** WORK ITEM **
Once the line with "[spot] the wooden" is reached, output it and every line after it, exactly, through the end of the records below. Pictures are skipped.

*** Opening of TASK MATERIAL ***

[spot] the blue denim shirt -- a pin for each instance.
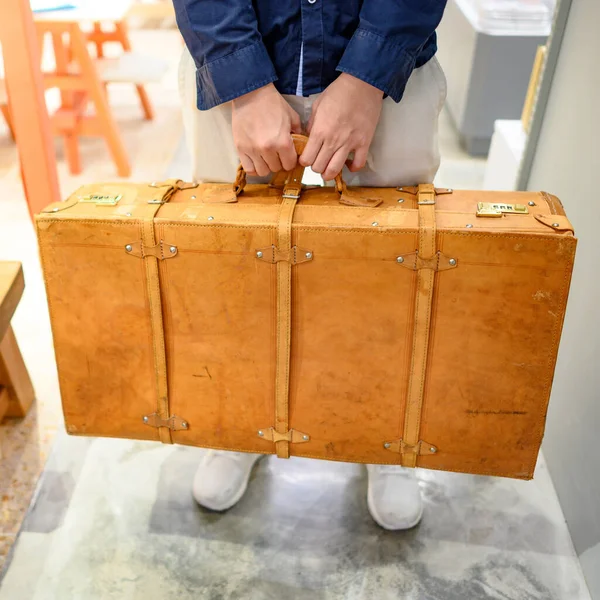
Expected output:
(241, 45)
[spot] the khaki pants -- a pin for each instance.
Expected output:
(404, 149)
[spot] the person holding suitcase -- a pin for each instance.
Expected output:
(360, 76)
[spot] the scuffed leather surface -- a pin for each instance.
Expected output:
(495, 323)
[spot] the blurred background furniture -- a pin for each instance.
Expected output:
(16, 390)
(82, 78)
(488, 65)
(4, 108)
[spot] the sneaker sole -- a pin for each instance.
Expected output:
(377, 518)
(238, 495)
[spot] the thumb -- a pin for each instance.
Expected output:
(296, 123)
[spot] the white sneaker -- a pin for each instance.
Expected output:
(394, 498)
(222, 478)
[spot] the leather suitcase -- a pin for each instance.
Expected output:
(406, 326)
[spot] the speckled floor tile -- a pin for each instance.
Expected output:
(116, 519)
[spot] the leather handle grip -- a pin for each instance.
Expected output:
(300, 142)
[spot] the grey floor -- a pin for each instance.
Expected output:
(116, 519)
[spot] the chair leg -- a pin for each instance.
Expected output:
(123, 36)
(7, 117)
(97, 95)
(72, 153)
(14, 377)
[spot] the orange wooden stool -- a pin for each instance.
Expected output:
(16, 390)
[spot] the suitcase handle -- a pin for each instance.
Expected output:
(347, 196)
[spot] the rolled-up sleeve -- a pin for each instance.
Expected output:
(390, 36)
(224, 41)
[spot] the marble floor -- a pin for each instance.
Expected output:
(116, 519)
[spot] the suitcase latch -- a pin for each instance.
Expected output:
(173, 423)
(492, 209)
(99, 200)
(401, 447)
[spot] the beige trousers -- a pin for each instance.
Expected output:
(404, 149)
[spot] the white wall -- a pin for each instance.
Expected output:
(567, 163)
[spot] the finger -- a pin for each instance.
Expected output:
(313, 112)
(247, 164)
(287, 155)
(312, 149)
(296, 122)
(272, 159)
(360, 159)
(335, 164)
(325, 155)
(261, 167)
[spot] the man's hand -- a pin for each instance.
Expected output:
(262, 123)
(343, 120)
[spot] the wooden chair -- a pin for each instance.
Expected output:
(82, 80)
(16, 390)
(4, 108)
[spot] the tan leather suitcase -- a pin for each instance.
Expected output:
(407, 326)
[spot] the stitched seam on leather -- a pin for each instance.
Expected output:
(299, 227)
(431, 275)
(167, 317)
(336, 458)
(551, 366)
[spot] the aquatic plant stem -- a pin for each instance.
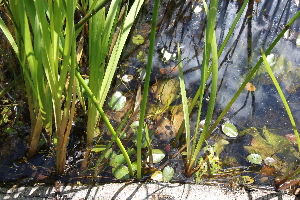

*** Close of TASK MATERIAL ***

** EXERCISE OUTPUT **
[spot] the wooden chair -- a pin for each instance.
Expected output:
(82, 80)
(16, 390)
(4, 108)
[spot] the tan leather suitcase -- a pin for each instance.
Expected output:
(407, 326)
[spot] the stitched seam on leather -- a pin for each instance.
Expected output:
(299, 227)
(431, 275)
(167, 317)
(336, 458)
(551, 366)
[spot] the aquatic plant stem -- a pin for each instance.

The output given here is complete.